=== TASK GOAL ===
Which complete dates (day, month, and year) appear in the history source excerpts below?

200,000 more troops will not strengthen the Saigon government, because the Saigon leadership show no sign of a willingness – let alone an ability – to attract the necessary loyalty or support of the people. It would mean mobilizing reserves and increasing the military budget. There will be more US casualties, more taxes. This growing disaffection, accompanied as it certainly will be, by increased defiance of the draft [call-up orders] and growing unrest in the cities because of the belief that we are neglecting domestic problems, runs great risks of provoking a domestic crisis of unprecedented proportions.
Source: Both sources are quoted in Howard Zinn, A People’s History of the United States (Longman, 1996).
(a) From the evidence in Source A, why was McNaughten unhappy about how the war was developing?
(b) Assess the value of these sources to an historian studying the impact of the Vietnam War on the American public.
(c) Using the sources and your own knowledge, explain why, in the end, the USA was unsuccessful in its aim of saving South Vietnam from communism.
Study Sources A and B and answer the questions that follow.
Source A
A UN General Assembly Resolution, 6 November 1956.
The General Assembly notes with deep concern the violent repression by the Soviet troops of the efforts of the Hungarian people to achieve freedom and independence. It calls upon the USSR to withdraw its forces from Hungary without any further delay. It requests that an investigation be made of the situation caused in Hungary by foreign intervention and a report given to the Security Council in the shortest possible time.
Source B
Statement by the new Hungarian government to the Security Council, 12 November 1956.
Soviet troops are here for the purpose of restoring law and order, and at the request of the Hungarian government. We cannot permit UN observers to enter Hungary, since the situation is purely an internal affair of the Hungarian state.
Source: Both sources are taken from Keesings Contemporary Archives for 1956
(a) What evidence do these sources provide about the difficulties faced by the UN?
(b) ‘The problem with the United Nations Organization is that it has never been united’. Explain why you agree or disagree with this verdict on the UN in the period 1950 to 1989.
Study the source and then answer the questions that follow.
Source A
An account of events in Leipzig on 8 October 1989.
Mikhail Gorbachev allowed it to be known he had warned Erich Honecker that Soviet troops would not be available for use against demonstrators in the GDR, telling him: ‘Life punishes those who hold back’. That evening there were demonstrations in Berlin and Dresden; the Stasi (secret police) broke up most of them with great brutality. . . .
But it was the following day in Leipzig that the great test came. Leipzig, where the Lutheran church had given great support to the demonstrators, was pre-eminent in the campaign for reform and democracy. Early in the morning of 8 October the Stasi went from factory to factory and office to office, warning people that they shouldn’t take part in the big demonstration which was planned for that afternoon. . . . Several thousand troops were deployed; they took up position on every street corner, and tanks and armoured personnel carriers were drawn up at all the main intersections. On the rooftops near the station, marksmen were positioned . . . the military and the Stasi had orders to fire on the demonstrators if there was no alternative way of stopping them. If the troops had opened fire, as in China, it might have worked. . . . The indications are that the army, and perhaps even the Stasi, lacked the will to carry out their orders. There is evidence that Soviet officials got wind of the possibility that a massacre was being planned and warned against it. The demonstrators marched through the streets and the soldiers watched them go. . . . The government was on the run. Nine days later, Erich Honecker resigned as party leader.

=== PROVIDED MATERIAL ===
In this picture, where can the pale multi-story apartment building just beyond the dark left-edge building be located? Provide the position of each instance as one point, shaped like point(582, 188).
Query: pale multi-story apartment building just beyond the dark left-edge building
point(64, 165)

=== RESPONSE AREA ===
6 November 1956
12 November 1956
8 October 1989